* Your instructions: Here are some entries. Print them exactly as they are.

* Recorded information:
^^^^^^^^

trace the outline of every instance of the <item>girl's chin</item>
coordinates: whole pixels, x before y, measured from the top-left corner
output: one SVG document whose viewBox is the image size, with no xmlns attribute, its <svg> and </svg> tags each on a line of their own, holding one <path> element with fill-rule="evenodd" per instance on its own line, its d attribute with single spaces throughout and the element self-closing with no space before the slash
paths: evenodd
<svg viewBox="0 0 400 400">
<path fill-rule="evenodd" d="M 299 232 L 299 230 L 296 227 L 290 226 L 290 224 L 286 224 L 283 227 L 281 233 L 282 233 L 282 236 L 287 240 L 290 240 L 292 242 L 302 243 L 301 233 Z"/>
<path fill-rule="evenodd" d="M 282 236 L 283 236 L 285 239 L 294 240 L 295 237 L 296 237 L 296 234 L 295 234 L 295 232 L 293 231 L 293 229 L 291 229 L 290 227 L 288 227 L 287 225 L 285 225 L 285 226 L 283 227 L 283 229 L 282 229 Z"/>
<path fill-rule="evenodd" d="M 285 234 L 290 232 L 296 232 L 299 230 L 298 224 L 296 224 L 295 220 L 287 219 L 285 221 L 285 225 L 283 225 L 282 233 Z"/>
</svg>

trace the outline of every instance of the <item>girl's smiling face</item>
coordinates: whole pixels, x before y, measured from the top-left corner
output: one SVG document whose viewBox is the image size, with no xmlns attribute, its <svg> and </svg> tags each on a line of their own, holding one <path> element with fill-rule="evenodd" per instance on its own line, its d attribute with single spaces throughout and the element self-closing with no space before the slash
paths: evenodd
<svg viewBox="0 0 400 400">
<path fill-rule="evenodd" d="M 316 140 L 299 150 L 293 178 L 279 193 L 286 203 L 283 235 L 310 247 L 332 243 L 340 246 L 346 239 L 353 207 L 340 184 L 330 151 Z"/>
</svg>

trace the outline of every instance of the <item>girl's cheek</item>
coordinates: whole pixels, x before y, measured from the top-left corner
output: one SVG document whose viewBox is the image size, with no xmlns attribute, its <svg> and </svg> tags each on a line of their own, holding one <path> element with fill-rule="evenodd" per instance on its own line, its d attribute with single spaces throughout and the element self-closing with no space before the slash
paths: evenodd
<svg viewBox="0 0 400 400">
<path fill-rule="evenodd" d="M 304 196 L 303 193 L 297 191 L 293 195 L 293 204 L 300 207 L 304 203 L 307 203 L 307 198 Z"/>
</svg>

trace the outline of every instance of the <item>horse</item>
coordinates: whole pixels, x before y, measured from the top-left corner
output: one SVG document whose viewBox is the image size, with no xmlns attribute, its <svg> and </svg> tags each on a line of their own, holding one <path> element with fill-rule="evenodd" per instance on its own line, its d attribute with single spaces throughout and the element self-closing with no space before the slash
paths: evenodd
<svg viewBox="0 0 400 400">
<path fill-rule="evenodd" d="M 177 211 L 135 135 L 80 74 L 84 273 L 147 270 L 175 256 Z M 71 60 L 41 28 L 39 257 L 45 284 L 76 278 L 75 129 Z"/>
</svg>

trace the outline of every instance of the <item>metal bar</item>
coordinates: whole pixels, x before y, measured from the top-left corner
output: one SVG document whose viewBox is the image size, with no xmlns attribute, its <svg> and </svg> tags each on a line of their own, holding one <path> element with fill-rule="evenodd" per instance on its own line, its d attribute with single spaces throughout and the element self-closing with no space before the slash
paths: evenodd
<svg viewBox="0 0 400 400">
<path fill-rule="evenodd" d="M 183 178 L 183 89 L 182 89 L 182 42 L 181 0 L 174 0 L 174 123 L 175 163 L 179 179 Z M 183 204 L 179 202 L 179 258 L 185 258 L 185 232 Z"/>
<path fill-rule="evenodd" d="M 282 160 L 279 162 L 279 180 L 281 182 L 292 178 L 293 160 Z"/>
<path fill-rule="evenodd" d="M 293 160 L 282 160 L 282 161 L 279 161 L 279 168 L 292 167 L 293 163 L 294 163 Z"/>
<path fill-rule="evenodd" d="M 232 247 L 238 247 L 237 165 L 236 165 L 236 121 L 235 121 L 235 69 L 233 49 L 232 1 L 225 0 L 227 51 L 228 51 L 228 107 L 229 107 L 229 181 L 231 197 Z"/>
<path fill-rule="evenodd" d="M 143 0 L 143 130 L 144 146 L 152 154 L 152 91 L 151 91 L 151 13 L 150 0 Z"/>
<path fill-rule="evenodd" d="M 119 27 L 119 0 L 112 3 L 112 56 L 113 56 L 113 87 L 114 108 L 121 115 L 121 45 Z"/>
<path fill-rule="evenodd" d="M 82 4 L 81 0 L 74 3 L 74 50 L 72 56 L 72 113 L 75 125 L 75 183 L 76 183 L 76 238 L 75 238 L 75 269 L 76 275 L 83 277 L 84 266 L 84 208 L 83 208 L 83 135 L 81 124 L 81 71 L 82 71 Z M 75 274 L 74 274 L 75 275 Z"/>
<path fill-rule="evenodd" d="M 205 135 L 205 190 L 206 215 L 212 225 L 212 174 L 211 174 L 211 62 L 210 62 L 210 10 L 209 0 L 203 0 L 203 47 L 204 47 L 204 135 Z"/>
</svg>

^^^^^^^^

* Response area:
trace the outline of every instance of the <item>girl's chin</item>
coordinates: whole pixels, x before y, measured from the top-left corner
output: one SVG document whose viewBox is the image size, with no xmlns attribute, its <svg> and </svg> tags each on a line of their own, holding one <path> element with fill-rule="evenodd" per instance on its own line, its d attribute with single spaces throughout and the element self-closing with no space before the slash
paths: evenodd
<svg viewBox="0 0 400 400">
<path fill-rule="evenodd" d="M 299 232 L 299 230 L 296 227 L 290 226 L 290 224 L 286 224 L 283 227 L 281 233 L 282 233 L 282 236 L 287 240 L 290 240 L 292 242 L 302 243 L 301 233 Z"/>
<path fill-rule="evenodd" d="M 282 236 L 283 236 L 285 239 L 294 240 L 295 237 L 296 237 L 296 234 L 295 234 L 295 232 L 293 231 L 293 229 L 291 229 L 290 227 L 288 227 L 287 225 L 285 225 L 285 226 L 283 227 L 283 229 L 282 229 Z"/>
<path fill-rule="evenodd" d="M 285 234 L 290 232 L 296 232 L 299 230 L 298 224 L 296 224 L 295 220 L 287 219 L 285 221 L 285 225 L 283 225 L 282 233 Z"/>
</svg>

trace the outline of every instance of the <item>girl's smiling face</item>
coordinates: whole pixels, x before y, measured from the top-left corner
output: one SVG document whose viewBox is the image size, with no xmlns attribute, its <svg> and </svg> tags each on a line of their own, holding one <path> element with fill-rule="evenodd" per instance on its own line, its d attribute with single spaces throughout and the element self-closing with no space before the slash
paths: evenodd
<svg viewBox="0 0 400 400">
<path fill-rule="evenodd" d="M 316 140 L 299 150 L 293 178 L 279 193 L 286 203 L 283 235 L 310 247 L 332 243 L 340 246 L 346 239 L 353 207 L 340 184 L 330 151 Z"/>
</svg>

trace the outline of every instance of the <item>girl's cheek</item>
coordinates: whole pixels, x before y, measured from the top-left corner
output: one SVG document whose viewBox is the image size, with no xmlns attribute, its <svg> and </svg> tags each on a line of their own, holding one <path> element with fill-rule="evenodd" per instance on its own line, its d attribute with single spaces throughout and the element self-closing with no space before the slash
paths: evenodd
<svg viewBox="0 0 400 400">
<path fill-rule="evenodd" d="M 304 196 L 303 193 L 297 191 L 293 195 L 293 204 L 300 207 L 304 203 L 307 203 L 307 198 Z"/>
</svg>

trace the outline of every instance of the <item>horse</item>
coordinates: whole pixels, x before y, measured from the top-left corner
output: one SVG document whose viewBox is the image size, with no xmlns attribute, its <svg> and </svg> tags each on a line of their own, holding one <path> element with fill-rule="evenodd" per instance on its own line, its d attribute with single spaces throughout and the element self-closing with no space before the slash
paths: evenodd
<svg viewBox="0 0 400 400">
<path fill-rule="evenodd" d="M 177 211 L 135 135 L 80 74 L 84 273 L 147 270 L 175 256 Z M 71 60 L 41 28 L 39 257 L 45 284 L 76 278 L 75 129 Z"/>
</svg>

trace the outline of every instance of the <item>metal bar</item>
coordinates: whole pixels, x before y, measured from the top-left corner
output: one SVG document whose viewBox is the image size, with no xmlns attribute, its <svg> and </svg> tags each on a line of their own, holding one <path> element with fill-rule="evenodd" per instance on its own line, its d attribute with single spaces throughout and the element self-closing with no space before the slash
paths: evenodd
<svg viewBox="0 0 400 400">
<path fill-rule="evenodd" d="M 183 178 L 183 89 L 182 89 L 182 42 L 181 0 L 174 0 L 174 123 L 175 163 L 179 179 Z M 183 204 L 179 202 L 179 258 L 185 258 L 185 232 Z"/>
<path fill-rule="evenodd" d="M 282 160 L 279 162 L 279 180 L 281 182 L 292 178 L 293 160 Z"/>
<path fill-rule="evenodd" d="M 293 160 L 282 160 L 282 161 L 279 161 L 279 168 L 292 167 L 293 163 L 294 163 Z"/>
<path fill-rule="evenodd" d="M 232 247 L 238 247 L 237 165 L 236 165 L 236 121 L 235 121 L 235 69 L 233 49 L 232 1 L 225 0 L 227 51 L 228 51 L 228 107 L 229 107 L 229 181 L 231 197 Z"/>
<path fill-rule="evenodd" d="M 143 0 L 143 130 L 144 146 L 152 154 L 152 91 L 151 91 L 151 13 L 150 0 Z"/>
<path fill-rule="evenodd" d="M 119 27 L 119 0 L 112 3 L 112 56 L 113 56 L 113 87 L 114 108 L 121 115 L 121 45 Z"/>
<path fill-rule="evenodd" d="M 82 4 L 81 0 L 74 3 L 74 50 L 72 56 L 72 113 L 75 125 L 75 183 L 76 183 L 76 238 L 75 238 L 75 269 L 76 275 L 83 277 L 84 266 L 84 208 L 83 208 L 83 135 L 81 124 L 81 71 L 82 71 Z M 75 274 L 74 274 L 75 275 Z"/>
<path fill-rule="evenodd" d="M 205 135 L 205 190 L 206 215 L 212 225 L 212 174 L 211 174 L 211 62 L 210 62 L 210 10 L 209 0 L 203 0 L 203 47 L 204 47 L 204 135 Z"/>
</svg>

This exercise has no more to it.